For the remaining reads, RecabTable looks at all the bases that have been matched to a reference coordinate (CIGAR ‘M’ operator). For these bases, it skips the ones that are aligned to a known variation site, that have a base quality score of 0 or that are not determined (N values). For the rest, it computes the values of the selected covariates and, for each combination of values, notes whether the base is a match or a mismatch to the reference.

For each identical combination of covariate values, RecabTable counts the number of times it was observed in the input data set, and how many of those times the base was a match or mismatch to the reference.

Covariates

The following covariates are used by RecabTable:

  • Read group
  • Base quality score
  • Sequencing cycle
  • Dinucleotide

An explanation of the covariates follows.

Read group

The value of this covariate is simply the value of the mapping’s RG tag. If the mapping does not have an RG tag the value specified in the seal.recab.rg-covariate.default-rg property is used.

Base Quality Score

The Phred-scaled quality score for each base.

Sequencing cycle

The run cycle during which the base was read. Bases from the second read in a pair are given negative cycle numbers.

Dinucleotide

Given a base in a read, its dinucleotide value is the pair of bases formed by the previous base and the base itself, where the previous base is the one that was sequenced immediately before the one in question. Since the first base in a read doesn’t have a previous base the first dinucleotide is NN. For instance, given the read

GAAGAAGGTGTGTGACC

dinucleotide values would be:

NN, GA, AA, AG, GA, ...

Note that the dinucleotides are given in the order they were read by the sequencer, so reads that are aligned to the reverse strand are complemented and reversed before extracting the nucleotide pairs (in the SAM input format all reads are normalized to the forward strand).

*Supplied information*

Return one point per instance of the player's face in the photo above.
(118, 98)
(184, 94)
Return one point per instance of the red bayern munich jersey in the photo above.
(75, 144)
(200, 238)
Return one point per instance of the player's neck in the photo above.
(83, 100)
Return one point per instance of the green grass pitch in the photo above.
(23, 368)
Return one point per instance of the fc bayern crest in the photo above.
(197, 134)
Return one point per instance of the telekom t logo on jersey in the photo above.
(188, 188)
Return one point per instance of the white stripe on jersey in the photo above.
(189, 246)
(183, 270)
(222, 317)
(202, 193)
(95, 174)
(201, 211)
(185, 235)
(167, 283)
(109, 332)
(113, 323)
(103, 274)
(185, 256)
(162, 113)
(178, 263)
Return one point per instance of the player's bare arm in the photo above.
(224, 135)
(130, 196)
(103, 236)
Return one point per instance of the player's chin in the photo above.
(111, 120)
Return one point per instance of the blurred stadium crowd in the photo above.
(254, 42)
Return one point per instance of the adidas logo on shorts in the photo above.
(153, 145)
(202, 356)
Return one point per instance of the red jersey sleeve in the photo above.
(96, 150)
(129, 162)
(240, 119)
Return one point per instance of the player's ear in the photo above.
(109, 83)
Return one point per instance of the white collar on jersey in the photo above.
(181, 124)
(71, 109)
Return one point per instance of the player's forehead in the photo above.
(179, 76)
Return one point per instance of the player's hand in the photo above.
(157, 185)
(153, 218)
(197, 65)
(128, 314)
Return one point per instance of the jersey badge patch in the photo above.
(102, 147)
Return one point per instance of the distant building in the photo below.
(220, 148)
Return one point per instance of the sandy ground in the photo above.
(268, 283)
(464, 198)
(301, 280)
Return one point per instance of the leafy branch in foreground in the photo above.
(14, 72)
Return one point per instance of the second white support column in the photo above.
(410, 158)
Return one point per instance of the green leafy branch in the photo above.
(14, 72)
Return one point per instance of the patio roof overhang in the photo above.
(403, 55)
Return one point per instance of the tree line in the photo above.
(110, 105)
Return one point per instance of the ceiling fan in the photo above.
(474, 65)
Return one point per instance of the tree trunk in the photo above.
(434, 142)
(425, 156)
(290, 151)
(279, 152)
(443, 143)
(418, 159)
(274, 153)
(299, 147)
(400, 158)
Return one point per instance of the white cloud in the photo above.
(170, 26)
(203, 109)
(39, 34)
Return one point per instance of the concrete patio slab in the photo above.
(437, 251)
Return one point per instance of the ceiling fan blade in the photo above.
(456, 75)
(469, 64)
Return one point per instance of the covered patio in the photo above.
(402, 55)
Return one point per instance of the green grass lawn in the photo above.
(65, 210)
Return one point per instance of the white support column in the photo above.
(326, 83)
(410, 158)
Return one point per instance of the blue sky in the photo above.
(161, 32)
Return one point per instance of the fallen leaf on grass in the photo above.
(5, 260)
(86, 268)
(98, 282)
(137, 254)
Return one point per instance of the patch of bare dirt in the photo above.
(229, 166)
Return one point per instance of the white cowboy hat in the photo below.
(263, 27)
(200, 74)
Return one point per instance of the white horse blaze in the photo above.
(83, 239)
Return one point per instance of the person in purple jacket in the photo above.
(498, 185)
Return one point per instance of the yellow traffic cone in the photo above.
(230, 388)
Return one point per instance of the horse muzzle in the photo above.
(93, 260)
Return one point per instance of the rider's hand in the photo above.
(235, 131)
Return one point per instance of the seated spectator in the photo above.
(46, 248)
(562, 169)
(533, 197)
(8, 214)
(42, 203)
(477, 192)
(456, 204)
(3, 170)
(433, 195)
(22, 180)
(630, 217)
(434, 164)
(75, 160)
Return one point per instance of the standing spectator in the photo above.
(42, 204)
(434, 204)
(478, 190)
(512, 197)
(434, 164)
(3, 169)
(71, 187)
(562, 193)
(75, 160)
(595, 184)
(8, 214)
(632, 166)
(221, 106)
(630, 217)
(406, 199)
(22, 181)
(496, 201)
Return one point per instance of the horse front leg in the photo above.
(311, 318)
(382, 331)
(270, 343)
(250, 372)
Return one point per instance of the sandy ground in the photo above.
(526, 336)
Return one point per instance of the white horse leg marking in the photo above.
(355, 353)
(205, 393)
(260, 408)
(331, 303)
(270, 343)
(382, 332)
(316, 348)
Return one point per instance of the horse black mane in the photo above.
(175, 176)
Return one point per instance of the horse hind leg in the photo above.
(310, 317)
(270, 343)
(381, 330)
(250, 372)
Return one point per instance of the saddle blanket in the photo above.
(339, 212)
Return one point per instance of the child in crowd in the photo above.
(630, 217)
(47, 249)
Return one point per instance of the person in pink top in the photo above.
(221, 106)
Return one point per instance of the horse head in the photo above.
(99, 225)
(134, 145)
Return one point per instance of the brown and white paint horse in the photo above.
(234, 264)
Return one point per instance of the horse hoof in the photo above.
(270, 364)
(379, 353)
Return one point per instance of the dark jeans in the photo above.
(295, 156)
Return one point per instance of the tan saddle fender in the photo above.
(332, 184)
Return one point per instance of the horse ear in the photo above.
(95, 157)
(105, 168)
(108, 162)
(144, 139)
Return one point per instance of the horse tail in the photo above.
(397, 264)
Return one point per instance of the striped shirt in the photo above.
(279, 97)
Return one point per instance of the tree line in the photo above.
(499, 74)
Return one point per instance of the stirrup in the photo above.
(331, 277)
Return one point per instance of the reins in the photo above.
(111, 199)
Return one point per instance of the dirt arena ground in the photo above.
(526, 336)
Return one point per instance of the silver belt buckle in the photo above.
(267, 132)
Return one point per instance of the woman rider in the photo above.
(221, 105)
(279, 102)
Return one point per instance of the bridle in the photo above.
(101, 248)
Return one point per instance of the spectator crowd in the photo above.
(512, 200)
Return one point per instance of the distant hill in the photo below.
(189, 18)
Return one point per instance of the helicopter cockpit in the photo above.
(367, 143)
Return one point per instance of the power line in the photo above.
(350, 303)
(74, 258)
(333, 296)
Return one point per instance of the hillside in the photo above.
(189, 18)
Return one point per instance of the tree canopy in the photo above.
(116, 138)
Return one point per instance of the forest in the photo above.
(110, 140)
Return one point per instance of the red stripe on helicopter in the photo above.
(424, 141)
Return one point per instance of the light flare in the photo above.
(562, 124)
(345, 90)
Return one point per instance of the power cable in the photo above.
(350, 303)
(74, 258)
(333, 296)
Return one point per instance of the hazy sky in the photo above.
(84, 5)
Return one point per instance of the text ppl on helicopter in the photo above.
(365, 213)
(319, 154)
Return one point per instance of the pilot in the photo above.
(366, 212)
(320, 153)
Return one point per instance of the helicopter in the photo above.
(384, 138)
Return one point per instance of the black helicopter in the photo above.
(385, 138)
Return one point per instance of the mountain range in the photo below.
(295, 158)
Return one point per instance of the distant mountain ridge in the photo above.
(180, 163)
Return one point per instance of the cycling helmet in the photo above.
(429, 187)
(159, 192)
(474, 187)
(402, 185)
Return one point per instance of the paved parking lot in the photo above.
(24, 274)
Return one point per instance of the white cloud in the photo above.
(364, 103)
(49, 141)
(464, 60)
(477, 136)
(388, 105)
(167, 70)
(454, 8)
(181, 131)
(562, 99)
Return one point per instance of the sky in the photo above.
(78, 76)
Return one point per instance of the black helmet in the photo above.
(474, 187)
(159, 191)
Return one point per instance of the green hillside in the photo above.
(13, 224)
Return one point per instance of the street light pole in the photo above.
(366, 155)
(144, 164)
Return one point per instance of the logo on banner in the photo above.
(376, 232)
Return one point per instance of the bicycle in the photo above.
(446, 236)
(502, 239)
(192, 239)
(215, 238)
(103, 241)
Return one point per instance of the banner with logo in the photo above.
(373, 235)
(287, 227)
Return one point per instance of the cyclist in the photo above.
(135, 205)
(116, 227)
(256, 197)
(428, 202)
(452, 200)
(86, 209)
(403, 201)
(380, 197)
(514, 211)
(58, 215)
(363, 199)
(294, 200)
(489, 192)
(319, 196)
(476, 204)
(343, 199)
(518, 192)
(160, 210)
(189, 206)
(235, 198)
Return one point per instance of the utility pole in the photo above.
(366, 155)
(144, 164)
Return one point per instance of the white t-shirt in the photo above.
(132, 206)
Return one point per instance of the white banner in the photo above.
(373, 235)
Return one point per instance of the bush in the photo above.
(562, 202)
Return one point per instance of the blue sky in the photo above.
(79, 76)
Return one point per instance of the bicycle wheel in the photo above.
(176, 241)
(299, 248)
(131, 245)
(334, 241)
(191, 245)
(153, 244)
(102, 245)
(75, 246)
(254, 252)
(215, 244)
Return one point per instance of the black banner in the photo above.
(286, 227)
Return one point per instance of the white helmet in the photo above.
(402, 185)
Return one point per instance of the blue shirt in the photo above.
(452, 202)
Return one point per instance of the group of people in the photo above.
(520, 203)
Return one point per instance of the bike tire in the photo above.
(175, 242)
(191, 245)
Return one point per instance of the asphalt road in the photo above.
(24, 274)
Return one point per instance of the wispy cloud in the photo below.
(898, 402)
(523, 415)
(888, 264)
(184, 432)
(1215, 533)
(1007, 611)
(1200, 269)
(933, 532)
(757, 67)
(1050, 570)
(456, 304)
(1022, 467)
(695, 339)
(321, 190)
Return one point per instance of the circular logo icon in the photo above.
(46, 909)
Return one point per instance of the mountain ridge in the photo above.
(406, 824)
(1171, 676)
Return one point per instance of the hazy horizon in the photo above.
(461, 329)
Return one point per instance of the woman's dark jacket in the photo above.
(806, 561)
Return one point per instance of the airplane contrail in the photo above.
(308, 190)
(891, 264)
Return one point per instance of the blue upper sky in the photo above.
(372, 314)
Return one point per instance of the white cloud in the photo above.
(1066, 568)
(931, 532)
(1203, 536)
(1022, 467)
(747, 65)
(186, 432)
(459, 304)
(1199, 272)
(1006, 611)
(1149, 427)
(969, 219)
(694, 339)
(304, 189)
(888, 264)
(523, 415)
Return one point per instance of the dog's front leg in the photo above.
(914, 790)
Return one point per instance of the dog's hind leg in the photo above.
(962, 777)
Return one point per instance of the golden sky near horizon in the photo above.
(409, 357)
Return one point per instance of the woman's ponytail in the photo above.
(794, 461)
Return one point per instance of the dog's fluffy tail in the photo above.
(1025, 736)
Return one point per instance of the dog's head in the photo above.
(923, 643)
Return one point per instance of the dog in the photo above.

*Exercise directions*
Reproduce the passage on RecabTable's covariates from "dinucleotide values would" up to and including "the forward strand).", with "instrument" in place of "sequencer".

*Solution for this task*
dinucleotide values would be:

NN, GA, AA, AG, GA, ...

Note that the dinucleotides are given in the order they were read by the instrument, so reads that are aligned to the reverse strand are complemented and reversed before extracting the nucleotide pairs (in the SAM input format all reads are normalized to the forward strand).